◆ Consigne
Dans le texte de lecture, sur quelle période le médecin situe-t-il ce qu'il a vu et vécu dans son hôpital ?

Mais alors, qui peut nous sauver, si non Dieu seul, si nous acceptons de le reconnaître ? Il est le seul Sauveur mais sans supprimer notre responsabilité ; au contraire, il veut la valoriser car Il ne fera rien sans nous, dans une totale liberté réciproque. Sans Lui, toutes nos actions risquent de rester stériles pour gagner cette bataille. Écoutons ce médecin, qui s’est dit athée:
«Jamais dans les cauchemars les plus sombres, n’aurais-je pu imaginer ce que j’ai vu et vécu ici dans notre hôpital au cours des trois dernières semaines.
Le cauchemar continue; la rivière devient de plus en plus grosse. Au début, des gens sont venus, puis des dizaines, puis des centaines et maintenant nous ne sommes plus médecins, mais nous sommes devenus les sélecteurs des patients et nous décidons qui vivra et qui sera renvoyé chez lui pour mourir, même si tous ces les gens ont payé leurs impôts italiens toute leur vie.
Jusqu’à ces deux dernières semaines, mes collègues et moi étions athées: c’était normal car nous sommes médecins et nous avons appris que la science exclut la présence de Dieu. J’ai toujours ri de mes parents qui sont allés à l’église.

Données collectées
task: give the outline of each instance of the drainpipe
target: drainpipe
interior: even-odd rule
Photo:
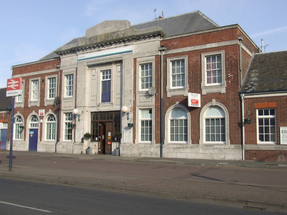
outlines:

◆ Résultat attendu
Au cours des trois dernières semaines.